-- Problem to solve --
Rewrite the material below with every "tulip stem" changed to "flower stem" and nothing else altered, and leave the pictures out of your version.

-- Extracted data --
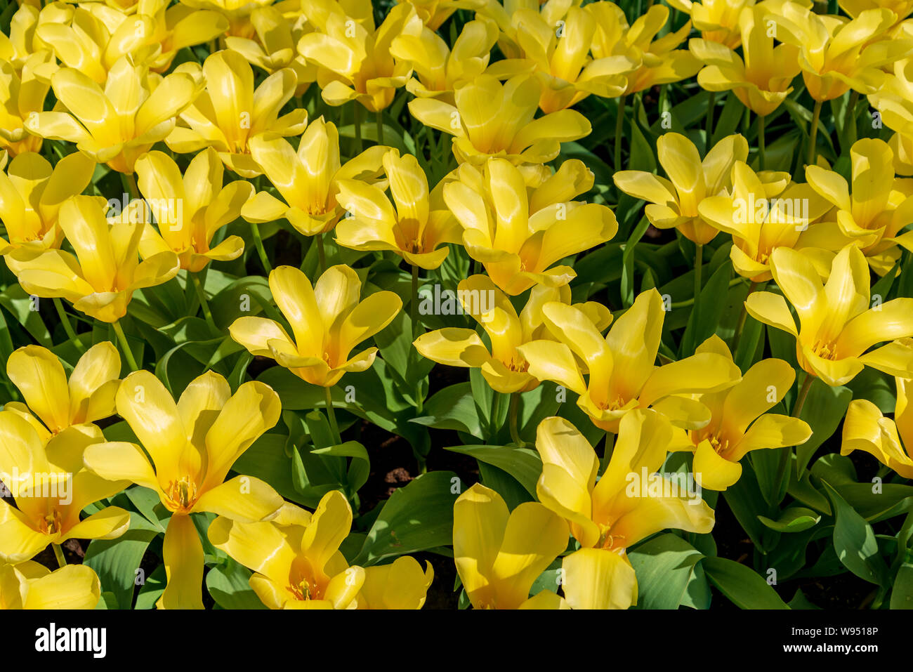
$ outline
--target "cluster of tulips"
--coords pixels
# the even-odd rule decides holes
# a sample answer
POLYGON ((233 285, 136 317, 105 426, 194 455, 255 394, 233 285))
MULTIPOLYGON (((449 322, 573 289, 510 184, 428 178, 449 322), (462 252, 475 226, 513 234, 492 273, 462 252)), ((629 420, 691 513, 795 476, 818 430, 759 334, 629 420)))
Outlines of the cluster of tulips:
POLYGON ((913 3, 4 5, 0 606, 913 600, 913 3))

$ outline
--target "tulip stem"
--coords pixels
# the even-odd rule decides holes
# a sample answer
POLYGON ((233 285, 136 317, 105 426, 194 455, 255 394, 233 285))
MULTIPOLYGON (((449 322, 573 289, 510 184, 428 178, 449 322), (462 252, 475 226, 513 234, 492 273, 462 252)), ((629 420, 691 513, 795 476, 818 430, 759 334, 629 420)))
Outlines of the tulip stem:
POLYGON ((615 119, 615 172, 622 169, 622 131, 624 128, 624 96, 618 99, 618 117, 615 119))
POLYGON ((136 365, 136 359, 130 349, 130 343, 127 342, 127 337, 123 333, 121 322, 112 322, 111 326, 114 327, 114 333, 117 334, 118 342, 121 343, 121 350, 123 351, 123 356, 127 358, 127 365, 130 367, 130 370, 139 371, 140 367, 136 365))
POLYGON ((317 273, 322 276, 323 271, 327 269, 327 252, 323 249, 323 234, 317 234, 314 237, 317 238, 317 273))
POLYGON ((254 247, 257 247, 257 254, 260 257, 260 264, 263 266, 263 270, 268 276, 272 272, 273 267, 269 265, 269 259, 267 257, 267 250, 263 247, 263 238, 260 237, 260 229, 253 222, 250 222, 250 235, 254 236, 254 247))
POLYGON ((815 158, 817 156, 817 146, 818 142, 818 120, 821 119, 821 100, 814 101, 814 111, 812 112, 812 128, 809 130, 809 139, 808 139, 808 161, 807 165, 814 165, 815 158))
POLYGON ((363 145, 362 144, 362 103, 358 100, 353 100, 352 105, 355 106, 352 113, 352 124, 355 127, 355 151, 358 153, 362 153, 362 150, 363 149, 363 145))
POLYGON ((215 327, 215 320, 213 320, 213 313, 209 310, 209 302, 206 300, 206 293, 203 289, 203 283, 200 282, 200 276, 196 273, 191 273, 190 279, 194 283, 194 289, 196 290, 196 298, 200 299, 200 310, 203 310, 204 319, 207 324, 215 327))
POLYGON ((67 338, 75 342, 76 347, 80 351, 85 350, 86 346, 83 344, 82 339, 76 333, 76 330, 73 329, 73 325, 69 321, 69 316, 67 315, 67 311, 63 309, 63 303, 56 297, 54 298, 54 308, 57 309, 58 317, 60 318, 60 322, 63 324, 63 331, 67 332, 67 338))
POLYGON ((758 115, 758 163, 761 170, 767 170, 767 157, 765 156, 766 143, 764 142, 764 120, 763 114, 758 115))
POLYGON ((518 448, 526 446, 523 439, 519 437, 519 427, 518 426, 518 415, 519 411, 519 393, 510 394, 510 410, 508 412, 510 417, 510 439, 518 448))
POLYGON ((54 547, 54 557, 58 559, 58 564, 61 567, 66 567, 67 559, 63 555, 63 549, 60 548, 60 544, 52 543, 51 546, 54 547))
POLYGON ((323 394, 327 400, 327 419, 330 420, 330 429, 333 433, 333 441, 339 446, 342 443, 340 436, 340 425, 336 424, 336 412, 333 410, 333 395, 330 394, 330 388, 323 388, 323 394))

-- Exercise result --
$ outline
--target "cluster of tulips"
--coords pixels
# the even-odd rule decides holes
# a sample answer
POLYGON ((233 285, 136 317, 105 426, 194 455, 255 394, 233 285))
MULTIPOLYGON (((449 322, 573 289, 510 184, 428 178, 449 322), (462 252, 475 226, 513 234, 492 273, 462 252)), ((629 420, 691 513, 795 476, 818 430, 759 334, 629 420)))
Outlines of the cluster of tulips:
POLYGON ((913 3, 4 5, 0 606, 913 600, 913 3))

$ outline
--target "flower stem"
--coords pixels
# the even-odd rule decides holes
# a sample answer
POLYGON ((233 285, 136 317, 105 426, 194 455, 255 394, 233 285))
MULTIPOLYGON (((449 322, 573 289, 510 184, 428 178, 449 322), (462 252, 475 226, 513 234, 492 273, 462 252)), ((629 420, 691 513, 795 476, 818 430, 759 334, 629 420)))
Outlines of the flower stem:
POLYGON ((615 119, 615 172, 622 169, 622 131, 624 128, 624 96, 618 99, 618 117, 615 119))
POLYGON ((136 365, 136 359, 130 349, 130 343, 127 342, 127 337, 123 333, 121 322, 112 322, 111 326, 114 327, 114 333, 117 334, 118 342, 121 343, 121 350, 123 351, 123 356, 127 358, 127 365, 130 367, 130 370, 139 371, 140 367, 136 365))
POLYGON ((317 273, 322 276, 323 271, 327 269, 327 252, 323 249, 323 234, 317 234, 314 237, 317 238, 317 273))
POLYGON ((254 247, 257 247, 257 254, 260 257, 260 264, 263 266, 263 270, 268 276, 272 272, 273 267, 269 265, 269 259, 267 257, 267 250, 263 247, 263 238, 260 237, 260 229, 253 222, 250 222, 250 235, 254 236, 254 247))
POLYGON ((815 158, 817 156, 817 146, 818 142, 818 120, 821 119, 821 100, 814 101, 814 111, 812 112, 812 128, 809 130, 809 139, 808 139, 808 161, 807 165, 814 165, 815 158))
POLYGON ((363 145, 362 144, 362 103, 358 100, 353 100, 352 105, 355 106, 352 113, 352 124, 355 127, 355 151, 358 153, 362 153, 362 150, 363 149, 363 145))
POLYGON ((215 327, 215 320, 213 320, 213 313, 209 310, 209 302, 206 300, 206 293, 203 289, 203 283, 200 282, 200 276, 196 273, 191 273, 190 279, 194 283, 194 289, 196 290, 196 298, 200 299, 200 310, 203 310, 204 319, 207 324, 215 327))
POLYGON ((67 338, 75 342, 76 347, 80 351, 85 350, 86 346, 83 344, 82 339, 76 333, 76 330, 73 329, 73 325, 69 321, 69 316, 67 315, 67 311, 63 309, 63 303, 56 297, 54 298, 54 308, 57 309, 58 317, 60 318, 60 322, 63 324, 63 331, 67 332, 67 338))
POLYGON ((758 115, 758 163, 761 170, 767 170, 767 157, 765 156, 766 143, 764 142, 764 120, 763 114, 758 115))
POLYGON ((518 448, 526 446, 523 439, 519 437, 519 427, 518 426, 518 415, 519 411, 519 393, 510 394, 510 410, 508 412, 510 417, 510 439, 518 448))
POLYGON ((54 547, 54 557, 58 559, 58 564, 61 567, 66 567, 67 559, 63 555, 63 549, 60 548, 60 544, 52 543, 51 546, 54 547))
POLYGON ((323 394, 327 400, 327 419, 330 420, 330 429, 333 433, 333 441, 339 446, 342 443, 340 436, 340 425, 336 424, 336 412, 333 410, 333 395, 330 394, 330 388, 323 388, 323 394))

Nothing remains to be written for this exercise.